── Page
# Let the trades begin...



## Gym Rat (Dec 30, 2002)

I wish we had a good way of being updated on the transactions and contracts. ESPN's transaction page is not even close to being current and I am anxious to see how many trades occur and if we see free agents changing teams....

Any suggestions of where to find the info?


----------



## Gym Rat (Dec 30, 2002)

From the wnba.com transaction page...

April 30
Indiana Fever waived Jackie Moore. 

April 29
Detroit Shock traded the draft rights to Kara Lawson to the Sacramento Monarchs in exchange for Keda Holland-Corn and a 2004 second round draft pick. 
Indiana Fever waived Tawana McDonald. 
New York Liberty forward Sue Wicks announced her retirement. 
Sacramento Monarchs traded Kedra Holland-Corn and a 2004 second round draft pick to the Detroit Shock in exchange for the draft rights to Kara Lawson. 

April 28
Detroit Shock traded Dominique Canty to the Houston Comets in exchange for the draft rights to Allison Curtin. The Shock also traded Edwina Brown and Lenae Williams to the Phoenix Mercury in exchange for the draft rights to Petra Ujhelyi and Telisha Quarles. Also today, the Detroit Shock waived Jill Chapman-Daily.
────
── Data listing
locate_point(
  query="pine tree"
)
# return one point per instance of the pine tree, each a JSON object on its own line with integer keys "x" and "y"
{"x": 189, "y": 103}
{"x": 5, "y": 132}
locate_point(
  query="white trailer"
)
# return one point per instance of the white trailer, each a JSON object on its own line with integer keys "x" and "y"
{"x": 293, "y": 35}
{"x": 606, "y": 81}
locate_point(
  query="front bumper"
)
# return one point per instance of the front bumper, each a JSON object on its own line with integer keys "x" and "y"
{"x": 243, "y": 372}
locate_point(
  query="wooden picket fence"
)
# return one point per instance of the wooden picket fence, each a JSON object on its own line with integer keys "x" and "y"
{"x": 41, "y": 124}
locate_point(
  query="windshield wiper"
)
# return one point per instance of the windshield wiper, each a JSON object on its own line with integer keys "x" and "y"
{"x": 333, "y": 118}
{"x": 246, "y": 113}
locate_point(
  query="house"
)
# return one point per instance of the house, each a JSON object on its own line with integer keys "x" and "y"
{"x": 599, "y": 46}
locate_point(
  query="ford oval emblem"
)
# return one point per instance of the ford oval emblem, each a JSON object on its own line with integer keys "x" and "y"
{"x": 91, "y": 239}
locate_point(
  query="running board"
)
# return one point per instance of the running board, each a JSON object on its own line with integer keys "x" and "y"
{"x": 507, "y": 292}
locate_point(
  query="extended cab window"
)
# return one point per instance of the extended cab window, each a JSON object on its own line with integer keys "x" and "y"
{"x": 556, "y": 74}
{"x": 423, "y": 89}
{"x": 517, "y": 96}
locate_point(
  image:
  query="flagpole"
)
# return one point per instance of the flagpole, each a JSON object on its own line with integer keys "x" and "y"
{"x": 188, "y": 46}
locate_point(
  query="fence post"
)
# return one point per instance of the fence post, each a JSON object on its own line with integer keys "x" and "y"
────
> _Exercise set_
**a.** In the WNBA transactions thread, which team received Dominique Canty from the Detroit Shock?
**b.** Extend the WNBA transactions thread past its final line.
The records come from a separate source.

> _Answers given_
**a.** The Houston Comets.

**b.**
Houston Comets traded the draft rights to Allison Curtin to the Detroit Shock in exchange for Dominique Canty. 
Phoenix Mercury traded the draft rights to Petra Ujhelyi and Telisha Quarles to the Detroit Shock in exchange for Edwina Brown and Lenae Williams.


----------



## TP21Monarch4LifeFan (May 1, 2003)

I'm surprised that there is this little TRADES going on. I thought there would be more. Not that much at all. Lets OPEN the Gyms for TRAINING CAMP!


----------



## Gym Rat (Dec 30, 2002)

*May 1 transactions*

May 1
Connecticut Sun waived Davalyn Cunningham.
Detroit Shock signed Korie Hlede as an unrestricted free agent.
Indiana Fever traded Sylvia Crawley and Gwen Jackson to the San Antonio Silver Stars in exchange for Coretta Brown and Natalie Williams. 
Los Angeles Sparks signed Jennifer Gillom as an unrestricted free agent.
San Antonio Silver Stars traded Coretta Brown and Natalie Williams to the Indiana Fever in exchange for Sylvia Crawley and Gwen Jackson.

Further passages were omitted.